L’imperativo della previsione

Per dire la sua sul futuro del web, Eric Schmidt non avrebbe potuto trovare un contesto più adatto del World Economic Forum di Davos, in Svizzera. Nel 2015, in quel parco giochi dei neoliberali – tra i quali i capitalisti della sorveglianza erano sempre più numerosi – a Schmidt venne chiesto di parlare del destino di internet e lui, seduto accanto alle sue ex colleghe di Google Sheryl Sandberg e Marissa Mayer, senza esitazione si disse convinto che “internet scomparirà. Ci saranno talmente tanti indirizzi IP, […] un’infinità di dispositivi, sensori, cose indossabili, cose con le quali interagire, che non ve ne accorgerete neanche più. Sarà parte di noi costantemente. Provate a immaginare: entrate in una stanza, e quella stanza è dinamica”.1 Il pubblico trattenne il fiato meravigliato, e poco dopo i giornali di tutto il mondo riportarono sconvolti che l’ex ceo di Google aveva dichiarato che la fine di internet era vicina.

****************************************

OBIETTIVO 1: Indica quante righe dell'elenco contengono la parola “tower”. Scrivi soltanto il numero.

****************************************

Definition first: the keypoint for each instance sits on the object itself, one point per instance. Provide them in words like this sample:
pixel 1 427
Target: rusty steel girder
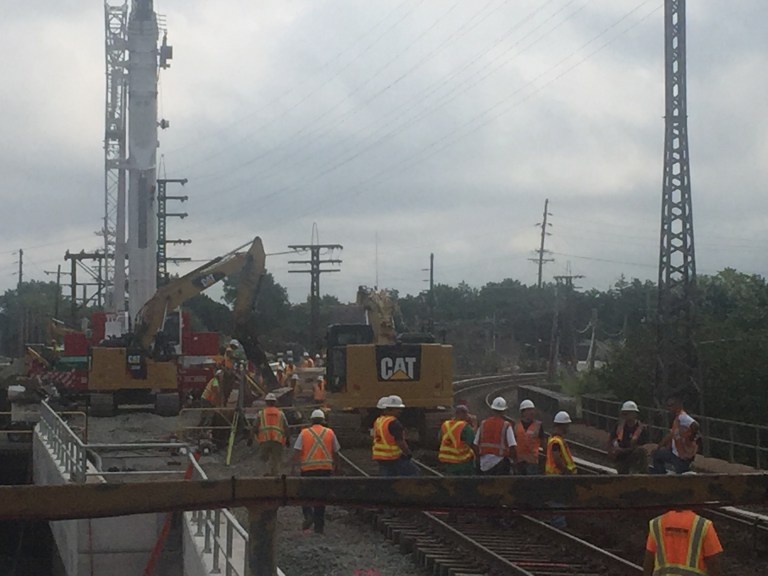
pixel 471 493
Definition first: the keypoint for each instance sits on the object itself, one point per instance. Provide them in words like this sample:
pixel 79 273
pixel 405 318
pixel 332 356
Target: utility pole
pixel 541 252
pixel 676 363
pixel 564 281
pixel 431 295
pixel 314 271
pixel 162 217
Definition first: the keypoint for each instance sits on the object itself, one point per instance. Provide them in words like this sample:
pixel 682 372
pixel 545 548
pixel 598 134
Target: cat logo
pixel 397 368
pixel 398 363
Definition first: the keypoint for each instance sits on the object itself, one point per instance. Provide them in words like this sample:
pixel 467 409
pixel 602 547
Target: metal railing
pixel 219 529
pixel 64 444
pixel 736 442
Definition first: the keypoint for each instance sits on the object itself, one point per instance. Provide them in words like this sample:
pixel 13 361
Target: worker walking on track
pixel 317 452
pixel 496 442
pixel 680 445
pixel 682 542
pixel 627 439
pixel 271 430
pixel 559 459
pixel 530 435
pixel 457 451
pixel 390 448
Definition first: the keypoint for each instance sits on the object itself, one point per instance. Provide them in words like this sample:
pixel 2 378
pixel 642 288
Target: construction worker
pixel 680 445
pixel 457 450
pixel 271 430
pixel 496 442
pixel 682 542
pixel 306 361
pixel 626 442
pixel 530 435
pixel 210 400
pixel 318 389
pixel 559 458
pixel 390 448
pixel 317 452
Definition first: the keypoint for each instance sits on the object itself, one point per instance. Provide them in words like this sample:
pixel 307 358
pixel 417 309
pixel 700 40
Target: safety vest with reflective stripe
pixel 528 442
pixel 271 425
pixel 453 450
pixel 693 555
pixel 493 436
pixel 316 448
pixel 684 441
pixel 212 392
pixel 384 445
pixel 550 466
pixel 635 435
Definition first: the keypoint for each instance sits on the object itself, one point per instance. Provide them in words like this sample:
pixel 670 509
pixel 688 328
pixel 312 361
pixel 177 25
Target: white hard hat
pixel 526 404
pixel 499 404
pixel 395 402
pixel 562 417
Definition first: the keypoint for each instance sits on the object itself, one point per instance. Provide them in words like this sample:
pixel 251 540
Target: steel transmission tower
pixel 116 36
pixel 676 357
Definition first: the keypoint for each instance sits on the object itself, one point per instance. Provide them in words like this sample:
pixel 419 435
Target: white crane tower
pixel 133 57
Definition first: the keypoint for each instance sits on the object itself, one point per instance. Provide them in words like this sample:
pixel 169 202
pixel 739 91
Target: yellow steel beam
pixel 513 493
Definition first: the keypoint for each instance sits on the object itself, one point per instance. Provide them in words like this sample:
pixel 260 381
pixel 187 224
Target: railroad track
pixel 465 544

****************************************

OBIETTIVO 2: Ricopia per intero, senza alcuna modifica, il testo su Eric Schmidt e il futuro di internet.

RISULTATO 1: 2

RISULTATO 2:
L’imperativo della previsione

Per dire la sua sul futuro del web, Eric Schmidt non avrebbe potuto trovare un contesto più adatto del World Economic Forum di Davos, in Svizzera. Nel 2015, in quel parco giochi dei neoliberali – tra i quali i capitalisti della sorveglianza erano sempre più numerosi – a Schmidt venne chiesto di parlare del destino di internet e lui, seduto accanto alle sue ex colleghe di Google Sheryl Sandberg e Marissa Mayer, senza esitazione si disse convinto che “internet scomparirà. Ci saranno talmente tanti indirizzi IP, […] un’infinità di dispositivi, sensori, cose indossabili, cose con le quali interagire, che non ve ne accorgerete neanche più. Sarà parte di noi costantemente. Provate a immaginare: entrate in una stanza, e quella stanza è dinamica”.1 Il pubblico trattenne il fiato meravigliato, e poco dopo i giornali di tutto il mondo riportarono sconvolti che l’ex ceo di Google aveva dichiarato che la fine di internet era vicina.